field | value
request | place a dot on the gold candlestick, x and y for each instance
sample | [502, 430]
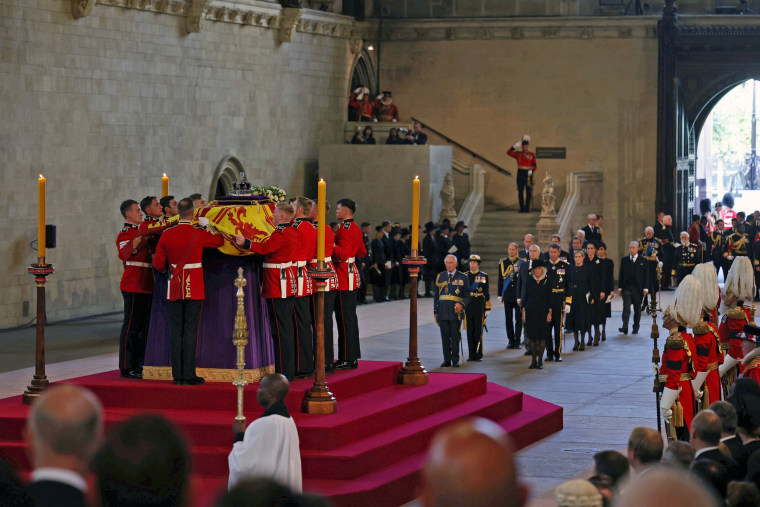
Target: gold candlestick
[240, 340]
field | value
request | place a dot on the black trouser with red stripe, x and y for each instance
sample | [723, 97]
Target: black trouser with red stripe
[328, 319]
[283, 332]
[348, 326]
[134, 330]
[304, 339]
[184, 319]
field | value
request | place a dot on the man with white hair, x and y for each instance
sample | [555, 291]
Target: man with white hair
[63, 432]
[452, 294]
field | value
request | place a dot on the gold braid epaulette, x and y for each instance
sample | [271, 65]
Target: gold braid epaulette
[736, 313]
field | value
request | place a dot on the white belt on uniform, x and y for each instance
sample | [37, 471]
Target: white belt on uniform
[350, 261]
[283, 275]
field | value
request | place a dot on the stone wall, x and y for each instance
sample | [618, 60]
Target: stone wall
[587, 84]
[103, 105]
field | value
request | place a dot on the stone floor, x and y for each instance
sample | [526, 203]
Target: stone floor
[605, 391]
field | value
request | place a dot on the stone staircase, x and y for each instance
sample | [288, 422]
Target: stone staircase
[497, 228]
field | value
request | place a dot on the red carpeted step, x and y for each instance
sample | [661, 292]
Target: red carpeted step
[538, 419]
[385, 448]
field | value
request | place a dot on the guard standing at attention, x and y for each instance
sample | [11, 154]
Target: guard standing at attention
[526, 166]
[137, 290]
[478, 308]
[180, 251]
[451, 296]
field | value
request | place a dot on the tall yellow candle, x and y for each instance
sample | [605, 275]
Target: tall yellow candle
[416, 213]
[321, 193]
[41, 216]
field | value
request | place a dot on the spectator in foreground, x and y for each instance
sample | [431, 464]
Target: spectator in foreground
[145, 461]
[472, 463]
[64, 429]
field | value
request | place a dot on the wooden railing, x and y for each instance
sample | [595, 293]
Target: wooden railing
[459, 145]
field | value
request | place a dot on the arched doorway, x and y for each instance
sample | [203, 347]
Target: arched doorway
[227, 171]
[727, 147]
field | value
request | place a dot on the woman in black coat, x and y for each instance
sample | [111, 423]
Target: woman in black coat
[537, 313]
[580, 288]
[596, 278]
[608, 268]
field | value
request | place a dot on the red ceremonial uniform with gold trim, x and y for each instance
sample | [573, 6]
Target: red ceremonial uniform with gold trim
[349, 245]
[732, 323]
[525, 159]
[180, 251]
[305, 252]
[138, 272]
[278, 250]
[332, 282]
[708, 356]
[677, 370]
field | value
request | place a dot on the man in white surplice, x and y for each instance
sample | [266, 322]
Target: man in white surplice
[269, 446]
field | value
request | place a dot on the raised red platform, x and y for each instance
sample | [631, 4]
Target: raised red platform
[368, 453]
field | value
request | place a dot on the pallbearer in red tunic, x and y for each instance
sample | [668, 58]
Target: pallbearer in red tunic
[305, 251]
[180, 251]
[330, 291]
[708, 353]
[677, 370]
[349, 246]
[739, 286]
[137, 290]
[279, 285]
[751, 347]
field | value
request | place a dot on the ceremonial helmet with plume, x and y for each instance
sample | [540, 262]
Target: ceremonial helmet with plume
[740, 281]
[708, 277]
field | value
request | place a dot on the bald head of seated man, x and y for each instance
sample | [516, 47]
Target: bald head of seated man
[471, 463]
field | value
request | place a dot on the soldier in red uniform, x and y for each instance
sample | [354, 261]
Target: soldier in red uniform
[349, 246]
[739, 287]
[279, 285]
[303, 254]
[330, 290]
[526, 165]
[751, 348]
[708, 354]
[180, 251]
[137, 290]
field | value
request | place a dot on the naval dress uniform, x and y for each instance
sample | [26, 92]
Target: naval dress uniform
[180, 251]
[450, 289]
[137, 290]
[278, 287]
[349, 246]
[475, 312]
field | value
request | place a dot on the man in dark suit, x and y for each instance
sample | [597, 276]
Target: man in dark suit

════════════════════

▶ _Your instructions_: Except for the pictures, print the data above exactly.

▶ _Response_:
field | value
request | place a dot on the gold candlestick, x and y for each instance
sample | [502, 430]
Target: gold candlestick
[240, 340]
field | value
request | place a dot on the black trouser with red stripe, x and y for each instance
sample | [723, 97]
Target: black trouser with red stripe
[328, 319]
[283, 332]
[348, 326]
[134, 330]
[304, 339]
[184, 319]
field | value
request | place a dot on the man with white hair, x and y for each instance
sample | [555, 291]
Target: man with white hair
[63, 432]
[452, 294]
field | value
request | place a dot on the gold braid epaulette, x and y for each instance
sample | [271, 65]
Target: gold braid epaulette
[736, 313]
field | value
request | place a dot on the white belt on uniform, x and y for each instance
sample | [37, 471]
Target: white belt on uniform
[350, 261]
[283, 275]
field | value
request | place a dot on the stone wall, x and y for each instance
sample | [618, 60]
Target: stone wall
[587, 84]
[103, 105]
field | value
request | place a dot on the stone floor, x and y for each instance
sample | [526, 203]
Target: stone floor
[605, 391]
field | value
request | place a dot on the stone staircase, x and y for each instance
sample | [288, 422]
Target: stone staircase
[497, 228]
field | value
request | place a dot on the red carpeted step, x and y for each instance
sample | [661, 292]
Target: red carpeted step
[538, 419]
[385, 448]
field | value
request | place a dot on the guard standing at attention, x and y for each instance
sample | [11, 154]
Target: guard standing at attention
[526, 166]
[137, 290]
[478, 308]
[180, 251]
[451, 296]
field | value
request | place a dot on the tall yellow candle, x and y for each instance
sample | [605, 275]
Target: tall yellow candle
[416, 213]
[321, 193]
[41, 216]
field | value
request | place a dot on the spectator in foreground, x and y for each instance
sample | [431, 464]
Target: spectator in foreground
[145, 461]
[472, 463]
[64, 429]
field | value
request | place a dot on the wooden railing, x and y for each instance
sample | [595, 293]
Target: wooden railing
[459, 145]
field | value
request | place a dot on the arched doorway, x and y for each instance
sample | [203, 347]
Target: arched doorway
[227, 171]
[727, 147]
field | value
request | place a dot on the woman in black coat, x and y for each instance
sample | [111, 423]
Target: woman in black coat
[537, 313]
[580, 288]
[596, 278]
[608, 268]
field | value
request | place a dot on the red ceremonial uniform with gold trim, x and y for each instance
sample | [573, 6]
Target: red ceremonial uniform with gold trim
[349, 245]
[732, 323]
[525, 159]
[180, 251]
[305, 252]
[138, 272]
[278, 250]
[332, 282]
[708, 356]
[677, 370]
field | value
request | place a dot on the man in white surplice, x and y for each instance
sample | [266, 322]
Target: man in white surplice
[269, 446]
field | value
request | place a dot on the raised red platform, x and y for each instance
sample | [631, 4]
Target: raised red platform
[368, 453]
field | value
request | place a dot on the pallbearer in red tunic, x and y for each instance
sample | [668, 58]
Target: pallbearer in red tunic
[305, 251]
[180, 251]
[330, 291]
[708, 353]
[677, 370]
[349, 246]
[739, 286]
[137, 290]
[279, 285]
[751, 347]
field | value
request | place a dot on the ceremonial helmet with plume, x and y for each instance
sample | [540, 262]
Target: ceremonial helmet with plume
[740, 281]
[708, 277]
field | value
request | place a dot on the bald head of seated man, x and y for each instance
sample | [516, 47]
Target: bald head of seated man
[471, 463]
field | value
request | place a dot on the soldier in red uniform, x and y for each instance
sample | [354, 261]
Target: soldier in red uniform
[349, 246]
[739, 287]
[279, 285]
[303, 254]
[330, 290]
[526, 165]
[751, 348]
[708, 354]
[180, 251]
[137, 290]
field | value
request | place a dot on the naval dress uniform, x and y for each instance
sample | [26, 92]
Target: naval dress uniform
[180, 251]
[450, 289]
[137, 290]
[278, 287]
[349, 246]
[475, 312]
field | value
request | place a dot on the man in dark suit, x and y for each instance
sample | [597, 276]
Target: man in dark suit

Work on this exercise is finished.